→ **PROVIDED RECORDS**

########################################

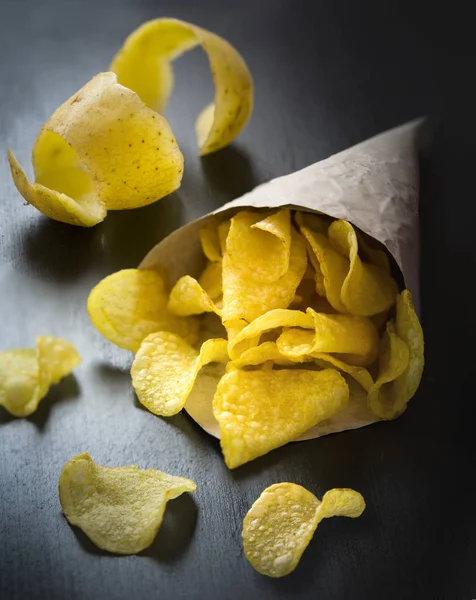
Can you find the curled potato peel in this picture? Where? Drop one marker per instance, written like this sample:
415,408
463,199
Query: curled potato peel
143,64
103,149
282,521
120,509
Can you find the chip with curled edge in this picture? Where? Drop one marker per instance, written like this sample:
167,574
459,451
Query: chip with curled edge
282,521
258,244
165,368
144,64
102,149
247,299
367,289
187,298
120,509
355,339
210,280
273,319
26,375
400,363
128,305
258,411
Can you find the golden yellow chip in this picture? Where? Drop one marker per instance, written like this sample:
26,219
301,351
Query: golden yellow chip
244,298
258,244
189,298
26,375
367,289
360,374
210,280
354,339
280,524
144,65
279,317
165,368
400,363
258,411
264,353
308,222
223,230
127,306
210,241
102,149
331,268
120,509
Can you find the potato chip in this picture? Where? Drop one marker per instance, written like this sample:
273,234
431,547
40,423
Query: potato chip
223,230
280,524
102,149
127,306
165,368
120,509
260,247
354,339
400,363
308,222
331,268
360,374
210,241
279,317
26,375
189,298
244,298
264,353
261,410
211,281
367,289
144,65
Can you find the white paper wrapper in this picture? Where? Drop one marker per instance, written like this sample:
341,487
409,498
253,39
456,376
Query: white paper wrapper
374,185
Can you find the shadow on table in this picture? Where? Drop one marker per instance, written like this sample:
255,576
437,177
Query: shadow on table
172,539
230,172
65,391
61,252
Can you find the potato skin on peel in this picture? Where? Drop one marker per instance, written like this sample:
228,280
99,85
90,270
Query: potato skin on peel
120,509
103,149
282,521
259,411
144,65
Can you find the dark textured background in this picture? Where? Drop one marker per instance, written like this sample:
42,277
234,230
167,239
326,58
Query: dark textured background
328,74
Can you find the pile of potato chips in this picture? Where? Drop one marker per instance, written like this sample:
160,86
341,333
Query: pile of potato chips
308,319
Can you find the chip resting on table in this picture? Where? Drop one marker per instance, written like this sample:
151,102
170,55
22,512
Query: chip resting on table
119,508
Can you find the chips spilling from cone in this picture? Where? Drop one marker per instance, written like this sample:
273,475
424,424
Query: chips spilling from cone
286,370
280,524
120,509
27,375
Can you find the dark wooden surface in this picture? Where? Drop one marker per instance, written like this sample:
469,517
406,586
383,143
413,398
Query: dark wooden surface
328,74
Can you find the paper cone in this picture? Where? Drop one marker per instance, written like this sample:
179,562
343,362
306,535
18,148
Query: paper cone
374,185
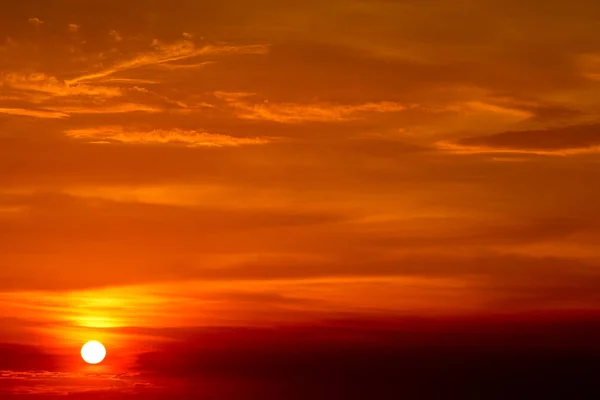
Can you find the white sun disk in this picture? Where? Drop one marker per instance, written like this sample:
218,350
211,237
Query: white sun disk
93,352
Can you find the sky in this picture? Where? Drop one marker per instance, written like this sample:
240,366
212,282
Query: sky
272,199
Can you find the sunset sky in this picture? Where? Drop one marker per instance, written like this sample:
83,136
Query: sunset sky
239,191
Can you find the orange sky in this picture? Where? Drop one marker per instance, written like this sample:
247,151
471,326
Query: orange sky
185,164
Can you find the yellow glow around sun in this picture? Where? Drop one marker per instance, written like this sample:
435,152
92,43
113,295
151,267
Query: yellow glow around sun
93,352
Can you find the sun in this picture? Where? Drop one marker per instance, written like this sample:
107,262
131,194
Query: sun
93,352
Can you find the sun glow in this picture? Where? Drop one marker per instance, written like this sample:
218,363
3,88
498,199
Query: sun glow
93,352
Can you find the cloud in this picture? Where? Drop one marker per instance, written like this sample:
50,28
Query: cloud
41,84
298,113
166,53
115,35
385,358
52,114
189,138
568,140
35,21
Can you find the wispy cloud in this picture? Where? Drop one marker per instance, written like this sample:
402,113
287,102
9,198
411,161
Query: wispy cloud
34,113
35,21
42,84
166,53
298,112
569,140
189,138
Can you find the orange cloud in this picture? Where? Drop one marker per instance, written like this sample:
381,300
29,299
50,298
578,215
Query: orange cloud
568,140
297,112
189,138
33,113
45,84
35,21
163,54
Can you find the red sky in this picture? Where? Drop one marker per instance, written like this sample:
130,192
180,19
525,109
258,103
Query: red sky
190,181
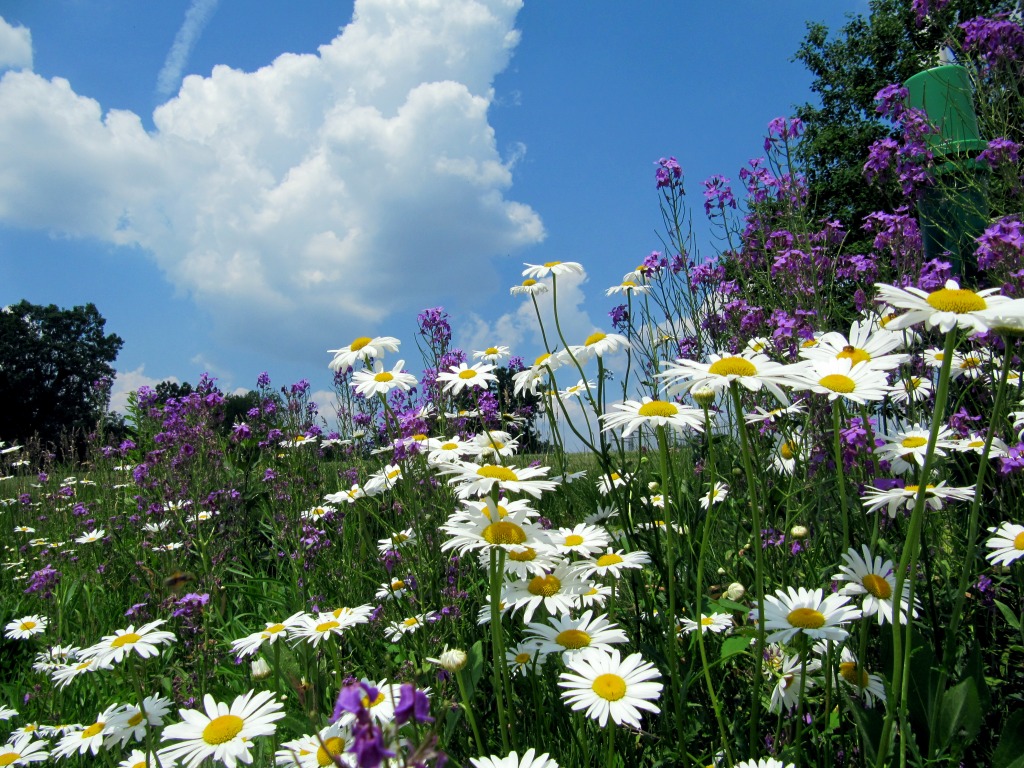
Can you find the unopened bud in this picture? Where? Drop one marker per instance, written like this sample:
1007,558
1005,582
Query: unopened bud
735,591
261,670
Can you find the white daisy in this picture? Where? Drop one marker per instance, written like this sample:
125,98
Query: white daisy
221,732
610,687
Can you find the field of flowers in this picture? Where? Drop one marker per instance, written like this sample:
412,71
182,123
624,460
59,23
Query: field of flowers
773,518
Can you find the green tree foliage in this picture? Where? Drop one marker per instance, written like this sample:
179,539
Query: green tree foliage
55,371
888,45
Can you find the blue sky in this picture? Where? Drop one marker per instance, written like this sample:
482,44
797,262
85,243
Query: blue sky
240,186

########################################

→ **YOUR OBJECTIVE**
Copy out all of the entries exactly as they stand, with no pictures in your copy.

→ **WRITTEN ANSWER**
Can you find the curled potato peel in this picture? Where? Drop one marker per instance, written like this sample:
415,408
463,199
Query: curled potato peel
143,64
103,149
282,521
120,509
Can you find the chip with curled edge in this picture? Where? Drop one marker per instance, written like this sample:
167,574
459,451
Query: chip with curled edge
282,521
258,244
165,368
144,64
102,149
247,299
367,289
187,298
120,509
355,339
210,280
273,319
26,375
400,363
128,305
258,411
Can you find the golden yellow chip in this picture? Where? Drop one marker per instance, written like this sample:
26,219
301,351
Query: golden yellow chip
244,298
258,244
189,298
26,375
367,289
360,374
210,280
354,339
280,524
144,65
279,317
165,368
400,363
258,411
264,353
308,222
223,230
127,306
210,241
102,149
331,268
120,509
Can you find the potato chip in this picture? Where? Drop one marker per instance, written like this sample:
273,234
431,547
40,423
Query: potato chip
223,230
280,524
102,149
127,306
165,368
120,509
260,247
354,339
400,363
308,222
331,268
360,374
210,241
279,317
26,375
189,298
244,298
264,353
261,410
211,281
367,289
144,65
Can you find the white paper wrapper in this picture? Where? Drop one marker per instance, written like this sample:
341,487
409,498
253,39
456,376
Query: white paper wrapper
374,185
Can you find the shadow on table in this picture? Where? Drop one marker per instance, written like this sample:
255,576
437,177
Query: shadow on table
172,539
230,172
65,391
61,252
Can you find the potato skin on peel in this picture? Where? Drop one marker per instance, written like this sample:
228,280
99,85
90,270
Query: potato skin on peel
120,509
103,149
282,521
259,411
144,65
Can you find the dark textured background in this picture? Where? Drop one marker per instance, written like this sample:
42,277
234,230
167,239
326,58
Query: dark textured background
328,74
Can you find the pile of potato chips in this picture? Where? Drop one marker per instance, written like this sample:
160,86
341,333
Query: pile of potato chips
308,319
Can you find the chip resting on table in this picture? Where? Drop one marker per instance, written like this sample:
151,102
170,55
22,512
Query: chip resting on table
119,508
Can you find the chips spilling from cone in this picture? Where? Drop one marker per instance, written like this sample:
273,475
424,424
Query: chips spilling from cone
286,370
280,524
120,509
27,375
Can you find the dark wooden surface in this picture? Where? Drop one marker per instance, written like this sample:
469,517
406,586
383,143
413,398
Query: dark wooden surface
328,74
Can you find the paper cone in this picture? Where? Drop one marker per instance, written like this sample:
179,562
343,362
306,535
18,148
Query: paper cone
374,185
Can you find the white sun disk in this picture? Where? Drop one marker per instance, written like this sample:
218,350
211,237
Query: white sun disk
93,352
Can you find the sky in this picture? Where? Drop one marker per instance, written like this sample:
240,366
212,282
Query: sky
272,199
Can you find the sunset sky in this picture? Where? Drop one marker per instance, written like this sample:
83,136
Query: sunset sky
239,191
Can you find the orange sky in this picture? Where? Drop one marker per instance, written like this sample:
247,151
471,326
Query: orange sky
185,164
Can you find the yellow glow around sun in this picture? Where? Drop one marker per instance, written like this sample:
435,152
92,43
113,295
151,267
Query: yellow glow around sun
93,352
Can you find the sun in this picture? Where? Drop one marker per instance, written like this sample:
107,262
131,194
Query: sun
93,352
Can you find the sun glow in this picture? Where? Drop one marker per instance, written like this sample:
218,363
3,88
498,199
Query: sun glow
93,352
Can you find the cloud in this picture? Where? Drop one marker per instance, written like this sample:
50,28
Query: cloud
41,84
298,113
166,53
115,35
385,358
52,114
189,138
568,140
35,21
Can you find the wispy cloud in this picture? Where? Drop one marker per instance, written like this sample:
402,113
287,102
9,198
411,161
Query: wispy cloud
34,113
35,21
42,84
166,53
298,112
569,140
189,138
Can you find the orange cloud in this picture? Where? Drop one marker per instance, written like this sample:
381,300
29,299
50,298
578,215
Query: orange cloud
568,140
297,112
189,138
33,113
45,84
35,21
163,54
Can you find the red sky in this picture? Where? Drop one marker per instance, written like this sample:
130,192
180,19
525,109
258,103
Query: red sky
190,181
Can you find the unopened bud in this picture? Where? Drop one marker per instance, written like this sample:
1007,558
1005,582
Query: unopened bud
735,591
261,670
Can you find the white daisy in this picture? Where? Drop one marker per instance, written like this sample:
125,98
Query: white daisy
221,732
610,687
Can you find the field of flowers in this picture? Where? Drop one marker per instance, written like this sample:
412,71
182,123
624,460
59,23
Query: field of flowers
773,518
Can you find the green tree foliage in this picture? Where? Drop one marker per instance, written like this sample:
179,539
Query: green tree foliage
55,371
888,45
Can you find the blue sky in this picture? Where? Drop one marker per instance, written like this sample:
482,44
797,262
85,243
Query: blue sky
240,186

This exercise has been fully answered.